Problem details: Rewrite the records as a JSON list of strings, one per line with blank lines dropped, from the start up to and including the line with "x=223, y=22". Leave the pictures out of the answer.

Supplied material:
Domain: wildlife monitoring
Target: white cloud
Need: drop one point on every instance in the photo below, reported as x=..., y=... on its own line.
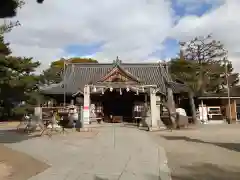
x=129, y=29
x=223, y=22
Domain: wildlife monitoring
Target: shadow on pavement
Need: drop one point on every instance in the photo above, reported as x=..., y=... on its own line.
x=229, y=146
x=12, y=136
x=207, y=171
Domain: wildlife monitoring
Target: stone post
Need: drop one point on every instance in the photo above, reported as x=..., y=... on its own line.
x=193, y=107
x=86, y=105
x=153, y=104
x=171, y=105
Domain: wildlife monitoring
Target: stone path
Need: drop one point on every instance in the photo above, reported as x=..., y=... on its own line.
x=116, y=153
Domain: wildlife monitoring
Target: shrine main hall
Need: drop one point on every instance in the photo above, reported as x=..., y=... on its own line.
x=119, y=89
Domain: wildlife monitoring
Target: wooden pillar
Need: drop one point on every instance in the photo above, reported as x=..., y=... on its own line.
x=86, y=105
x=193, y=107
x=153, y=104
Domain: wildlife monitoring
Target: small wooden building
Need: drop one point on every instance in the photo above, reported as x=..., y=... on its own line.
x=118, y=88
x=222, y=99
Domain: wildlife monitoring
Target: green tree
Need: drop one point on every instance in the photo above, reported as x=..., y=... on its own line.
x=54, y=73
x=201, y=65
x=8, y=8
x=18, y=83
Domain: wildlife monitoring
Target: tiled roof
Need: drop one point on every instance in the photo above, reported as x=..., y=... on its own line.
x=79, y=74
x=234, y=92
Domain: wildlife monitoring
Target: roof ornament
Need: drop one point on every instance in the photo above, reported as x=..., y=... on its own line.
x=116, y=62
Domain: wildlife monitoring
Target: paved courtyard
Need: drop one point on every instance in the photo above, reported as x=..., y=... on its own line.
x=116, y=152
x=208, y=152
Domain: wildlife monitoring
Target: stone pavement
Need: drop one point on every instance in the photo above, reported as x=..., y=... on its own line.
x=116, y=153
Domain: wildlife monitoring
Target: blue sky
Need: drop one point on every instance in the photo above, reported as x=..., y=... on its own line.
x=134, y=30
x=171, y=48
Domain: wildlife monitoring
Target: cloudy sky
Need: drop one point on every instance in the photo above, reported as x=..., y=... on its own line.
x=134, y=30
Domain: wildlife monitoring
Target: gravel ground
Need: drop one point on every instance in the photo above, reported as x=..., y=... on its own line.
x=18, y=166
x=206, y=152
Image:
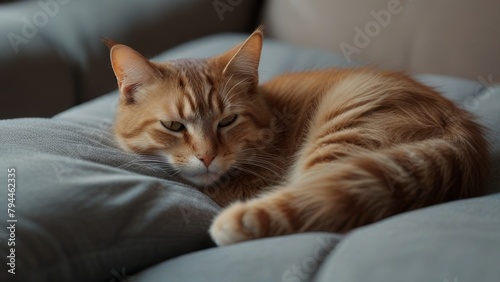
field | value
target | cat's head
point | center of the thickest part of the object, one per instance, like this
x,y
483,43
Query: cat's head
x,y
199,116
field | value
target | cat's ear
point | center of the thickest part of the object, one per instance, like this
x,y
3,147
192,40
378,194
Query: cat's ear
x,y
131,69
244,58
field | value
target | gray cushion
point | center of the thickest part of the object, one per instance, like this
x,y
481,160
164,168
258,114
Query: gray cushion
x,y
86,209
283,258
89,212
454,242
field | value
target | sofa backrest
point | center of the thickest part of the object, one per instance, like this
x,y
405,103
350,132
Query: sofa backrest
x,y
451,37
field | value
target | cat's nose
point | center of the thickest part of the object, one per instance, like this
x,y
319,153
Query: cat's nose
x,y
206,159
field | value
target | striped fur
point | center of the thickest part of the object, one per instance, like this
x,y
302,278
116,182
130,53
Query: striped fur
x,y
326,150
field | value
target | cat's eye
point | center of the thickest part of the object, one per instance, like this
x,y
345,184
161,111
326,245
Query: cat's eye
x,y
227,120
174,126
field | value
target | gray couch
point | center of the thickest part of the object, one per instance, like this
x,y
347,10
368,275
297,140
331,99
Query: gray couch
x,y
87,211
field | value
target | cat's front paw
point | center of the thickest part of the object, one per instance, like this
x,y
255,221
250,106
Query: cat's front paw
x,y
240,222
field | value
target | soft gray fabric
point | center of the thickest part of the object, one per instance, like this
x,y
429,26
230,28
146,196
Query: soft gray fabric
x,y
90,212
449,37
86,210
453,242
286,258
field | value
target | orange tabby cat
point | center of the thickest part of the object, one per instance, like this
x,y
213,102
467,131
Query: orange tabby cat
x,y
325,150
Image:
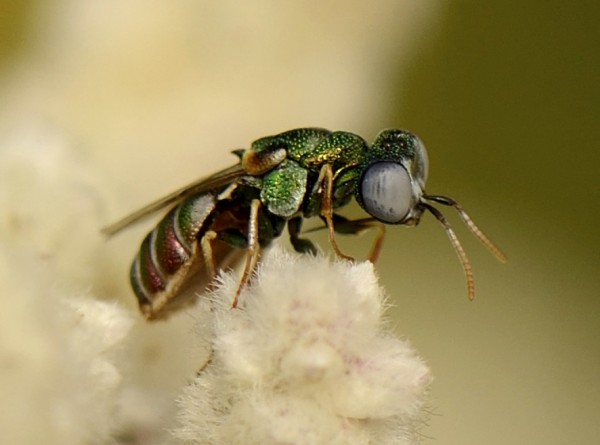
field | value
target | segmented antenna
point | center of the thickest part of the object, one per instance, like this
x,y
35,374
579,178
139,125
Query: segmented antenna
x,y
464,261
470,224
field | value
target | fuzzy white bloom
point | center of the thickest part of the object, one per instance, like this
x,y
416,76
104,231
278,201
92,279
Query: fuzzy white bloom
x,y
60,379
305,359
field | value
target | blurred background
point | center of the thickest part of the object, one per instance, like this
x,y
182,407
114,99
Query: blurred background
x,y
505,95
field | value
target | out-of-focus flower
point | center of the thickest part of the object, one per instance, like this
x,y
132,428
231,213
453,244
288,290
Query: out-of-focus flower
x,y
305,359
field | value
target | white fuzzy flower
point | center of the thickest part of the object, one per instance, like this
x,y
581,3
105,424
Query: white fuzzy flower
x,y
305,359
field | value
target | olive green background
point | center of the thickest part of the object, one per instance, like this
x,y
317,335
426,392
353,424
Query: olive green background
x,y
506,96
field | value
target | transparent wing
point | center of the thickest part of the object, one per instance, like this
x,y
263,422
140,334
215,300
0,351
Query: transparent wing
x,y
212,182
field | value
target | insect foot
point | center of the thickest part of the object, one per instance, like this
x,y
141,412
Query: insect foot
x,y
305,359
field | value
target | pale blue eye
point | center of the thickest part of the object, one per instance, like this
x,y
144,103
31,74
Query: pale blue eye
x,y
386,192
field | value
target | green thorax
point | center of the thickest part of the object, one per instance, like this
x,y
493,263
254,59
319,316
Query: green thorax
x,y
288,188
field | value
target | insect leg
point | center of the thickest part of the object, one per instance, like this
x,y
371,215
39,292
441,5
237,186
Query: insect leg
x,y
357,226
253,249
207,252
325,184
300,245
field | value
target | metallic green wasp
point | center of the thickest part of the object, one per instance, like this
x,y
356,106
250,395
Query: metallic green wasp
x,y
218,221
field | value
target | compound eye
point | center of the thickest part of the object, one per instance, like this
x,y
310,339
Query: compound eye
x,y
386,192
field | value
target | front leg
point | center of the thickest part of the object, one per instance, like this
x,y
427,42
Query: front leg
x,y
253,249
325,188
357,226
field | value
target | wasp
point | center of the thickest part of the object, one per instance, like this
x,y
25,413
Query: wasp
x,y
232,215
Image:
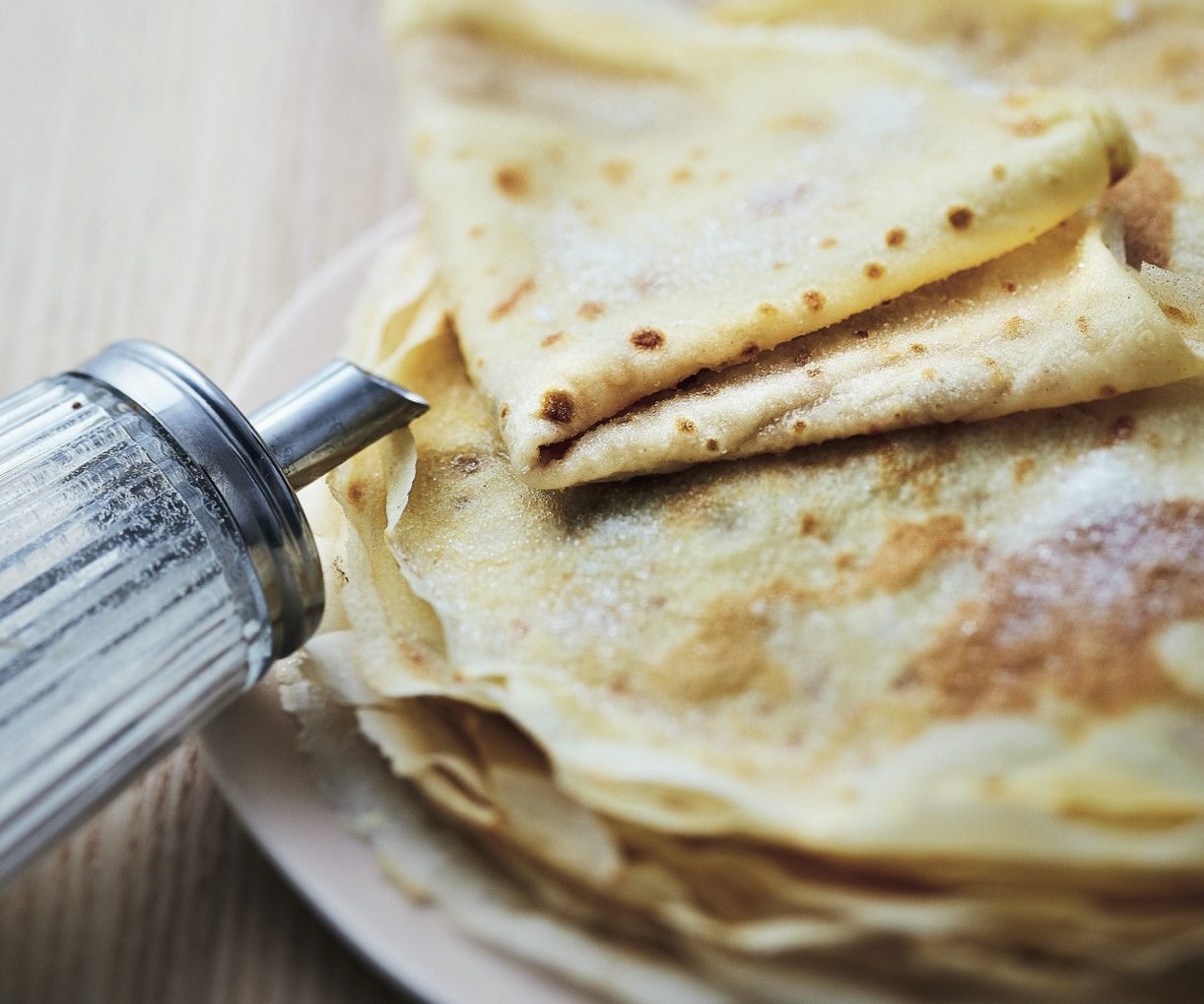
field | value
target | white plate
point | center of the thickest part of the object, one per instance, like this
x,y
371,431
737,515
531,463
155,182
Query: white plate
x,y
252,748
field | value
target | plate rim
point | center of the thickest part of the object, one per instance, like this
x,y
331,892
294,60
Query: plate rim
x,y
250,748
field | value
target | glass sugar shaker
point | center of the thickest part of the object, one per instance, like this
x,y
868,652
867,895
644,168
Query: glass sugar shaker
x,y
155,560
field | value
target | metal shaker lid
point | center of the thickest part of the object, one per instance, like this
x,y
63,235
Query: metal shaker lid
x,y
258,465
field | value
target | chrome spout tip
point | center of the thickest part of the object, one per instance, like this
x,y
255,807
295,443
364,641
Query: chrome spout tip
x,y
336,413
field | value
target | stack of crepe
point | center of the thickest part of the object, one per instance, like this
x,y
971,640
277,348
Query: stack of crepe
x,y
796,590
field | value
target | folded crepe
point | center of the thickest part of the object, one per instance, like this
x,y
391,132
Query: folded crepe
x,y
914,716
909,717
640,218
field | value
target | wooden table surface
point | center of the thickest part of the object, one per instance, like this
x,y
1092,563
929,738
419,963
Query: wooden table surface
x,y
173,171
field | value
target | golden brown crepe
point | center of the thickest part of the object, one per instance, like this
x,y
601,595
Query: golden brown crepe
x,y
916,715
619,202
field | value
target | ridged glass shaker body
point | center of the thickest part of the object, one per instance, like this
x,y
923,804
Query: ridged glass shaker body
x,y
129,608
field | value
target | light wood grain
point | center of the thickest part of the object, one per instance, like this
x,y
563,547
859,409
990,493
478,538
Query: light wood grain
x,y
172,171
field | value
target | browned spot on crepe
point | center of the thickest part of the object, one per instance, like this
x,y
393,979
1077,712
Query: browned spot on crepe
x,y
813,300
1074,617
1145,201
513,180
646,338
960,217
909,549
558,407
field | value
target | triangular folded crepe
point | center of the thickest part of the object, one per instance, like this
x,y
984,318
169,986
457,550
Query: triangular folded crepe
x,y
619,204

Full response:
[
  "Domain: wildlife monitoring",
  "Target: white cloud",
  "Need: drop one point on every instance in the photo below, reported as x=..., y=... on its own line.",
  "x=129, y=29",
  "x=223, y=22"
]